The Mercury News

Health clinics struggle to remain open.

Clinics that care for the poor have had to furlough or lay off workers amid steep declines in patient visits

- By Erica Hellerstei­n ehellerste­in@bayareanew­sgroup.com

As Bay Area residents and public officials grapple with the coronaviru­s, the community health clinics that serve some of the region’s most vulnerable residents are dealing with a challenge of their own: how to keep their doors open while patient visits plummet during the shelter-in-place mandate to reduce the spread of the virus.

Patient visits are down by roughly half across California’s network of community clinics and health centers, leading to tens of millions in lost revenue each week.

For many local health clinics that primarily serve low-income residents and rely on Medicaid reimbursem­ents to make up a large portion of their income, the dramatic reductions in patient visits threaten their ability to stay open and care for the kinds of patients who are at a heightened risk of contractin­g the virus.

** Exercise set **
(1) According to the health clinics article, what have clinics that care for the poor had to do with workers amid the drop in patient visits?
(2) From the health clinics article, extract the passage starting at "Clinics that care" and ending at "of the virus.".
(3) Render this sentence from the health clinics article in Spanish: "Patient visits are down by roughly half across California’s network of community clinics and health centers, leading to tens of millions in lost revenue each week."
The records come from a separate source unrelated to the text above.

** Given data **
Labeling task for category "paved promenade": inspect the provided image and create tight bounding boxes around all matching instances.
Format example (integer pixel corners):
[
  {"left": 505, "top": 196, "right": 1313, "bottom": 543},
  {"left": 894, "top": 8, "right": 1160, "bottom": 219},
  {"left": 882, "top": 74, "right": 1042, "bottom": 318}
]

** Set of answers **
(1) They have had to furlough or lay off workers.

(2)
Clinics that care for the poor have had to furlough or lay off workers amid steep declines in patient visits

- By Erica Hellerstei­n ehellerste­in@bayareanew­sgroup.com

As Bay Area residents and public officials grapple with the coronaviru­s, the community health clinics that serve some of the region’s most vulnerable residents are dealing with a challenge of their own: how to keep their doors open while patient visits plummet during the shelter-in-place mandate to reduce the spread of the virus.

(3) Las visitas de pacientes han disminuido aproximadamente a la mitad en toda la red de clínicas comunitarias y centros de salud de California, lo que supone decenas de millones en ingresos perdidos cada semana.